Repeat the entries below exactly. Begin with the first line and end with the line that contains "292L611 303L618 295L616".

Collected data:
▬▬▬▬▬▬
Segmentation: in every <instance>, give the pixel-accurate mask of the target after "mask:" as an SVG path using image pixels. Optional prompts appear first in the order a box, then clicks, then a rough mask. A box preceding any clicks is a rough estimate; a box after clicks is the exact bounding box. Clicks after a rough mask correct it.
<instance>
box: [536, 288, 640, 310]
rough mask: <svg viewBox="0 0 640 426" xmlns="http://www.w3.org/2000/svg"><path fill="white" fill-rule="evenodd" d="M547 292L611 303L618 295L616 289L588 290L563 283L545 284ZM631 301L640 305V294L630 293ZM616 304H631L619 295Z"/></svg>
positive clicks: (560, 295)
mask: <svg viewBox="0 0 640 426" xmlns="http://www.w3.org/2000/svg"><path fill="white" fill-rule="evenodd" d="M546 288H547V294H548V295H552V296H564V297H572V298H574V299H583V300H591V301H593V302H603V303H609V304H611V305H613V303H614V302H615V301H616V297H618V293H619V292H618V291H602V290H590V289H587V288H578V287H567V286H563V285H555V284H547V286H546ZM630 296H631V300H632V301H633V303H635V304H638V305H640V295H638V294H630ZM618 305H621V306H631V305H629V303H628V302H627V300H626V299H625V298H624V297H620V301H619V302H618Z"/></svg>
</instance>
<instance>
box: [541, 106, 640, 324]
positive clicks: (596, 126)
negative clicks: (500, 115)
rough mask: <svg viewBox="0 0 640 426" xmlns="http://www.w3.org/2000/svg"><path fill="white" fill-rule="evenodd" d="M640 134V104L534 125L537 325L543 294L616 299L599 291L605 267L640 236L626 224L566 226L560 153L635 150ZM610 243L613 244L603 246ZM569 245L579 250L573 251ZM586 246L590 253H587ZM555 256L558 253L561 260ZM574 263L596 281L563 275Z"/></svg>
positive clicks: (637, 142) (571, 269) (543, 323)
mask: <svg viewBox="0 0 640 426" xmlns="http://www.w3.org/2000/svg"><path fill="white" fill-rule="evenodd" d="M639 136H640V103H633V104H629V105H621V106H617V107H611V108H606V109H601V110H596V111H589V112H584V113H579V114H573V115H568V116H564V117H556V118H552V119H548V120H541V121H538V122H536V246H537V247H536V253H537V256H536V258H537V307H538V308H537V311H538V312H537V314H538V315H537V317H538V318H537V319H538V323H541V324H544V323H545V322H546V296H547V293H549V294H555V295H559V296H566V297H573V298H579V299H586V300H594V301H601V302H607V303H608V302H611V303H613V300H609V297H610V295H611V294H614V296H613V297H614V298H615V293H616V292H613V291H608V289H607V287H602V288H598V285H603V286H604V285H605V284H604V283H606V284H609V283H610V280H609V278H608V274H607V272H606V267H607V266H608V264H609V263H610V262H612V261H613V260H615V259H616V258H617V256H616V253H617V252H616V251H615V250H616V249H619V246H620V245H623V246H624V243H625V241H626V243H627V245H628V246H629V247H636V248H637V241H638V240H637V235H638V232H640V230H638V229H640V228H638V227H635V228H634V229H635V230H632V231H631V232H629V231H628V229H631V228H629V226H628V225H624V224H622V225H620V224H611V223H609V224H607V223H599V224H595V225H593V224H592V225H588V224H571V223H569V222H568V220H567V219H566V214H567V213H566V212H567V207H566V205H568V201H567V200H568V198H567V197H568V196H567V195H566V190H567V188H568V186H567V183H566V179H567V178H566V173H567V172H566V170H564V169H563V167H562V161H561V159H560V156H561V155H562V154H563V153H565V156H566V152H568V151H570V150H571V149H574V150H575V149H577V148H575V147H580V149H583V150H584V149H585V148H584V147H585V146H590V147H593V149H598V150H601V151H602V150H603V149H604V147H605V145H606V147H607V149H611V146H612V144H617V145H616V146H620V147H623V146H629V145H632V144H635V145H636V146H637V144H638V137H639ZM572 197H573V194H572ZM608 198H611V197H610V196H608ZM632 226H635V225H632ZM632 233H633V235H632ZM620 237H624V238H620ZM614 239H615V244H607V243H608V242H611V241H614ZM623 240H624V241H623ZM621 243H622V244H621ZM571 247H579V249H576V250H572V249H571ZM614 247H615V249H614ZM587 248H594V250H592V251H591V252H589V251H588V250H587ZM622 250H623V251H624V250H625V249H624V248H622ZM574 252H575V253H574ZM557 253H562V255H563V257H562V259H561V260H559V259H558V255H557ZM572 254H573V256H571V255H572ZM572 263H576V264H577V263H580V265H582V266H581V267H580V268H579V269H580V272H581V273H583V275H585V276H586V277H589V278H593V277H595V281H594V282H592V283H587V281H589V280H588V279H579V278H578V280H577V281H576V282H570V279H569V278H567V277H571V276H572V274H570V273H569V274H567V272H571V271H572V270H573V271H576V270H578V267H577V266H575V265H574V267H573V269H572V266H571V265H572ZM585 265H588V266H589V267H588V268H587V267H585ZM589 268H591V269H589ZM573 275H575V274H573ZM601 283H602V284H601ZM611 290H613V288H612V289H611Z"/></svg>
▬▬▬▬▬▬
ANSWER:
Segmentation: in every <instance>, give the pixel-accurate mask of the target after "mask:" as an SVG path using image pixels. Optional prompts appear first in the order a box, then clicks, then a rough mask. A box preceding any clicks is a rough estimate; a box after clicks is the exact bounding box. Clicks after a rough mask correct it.
<instance>
box: [536, 288, 640, 310]
rough mask: <svg viewBox="0 0 640 426" xmlns="http://www.w3.org/2000/svg"><path fill="white" fill-rule="evenodd" d="M547 292L611 303L618 295L616 289L588 290L563 283L545 284ZM631 301L640 305V294L630 293ZM616 304H631L619 295Z"/></svg>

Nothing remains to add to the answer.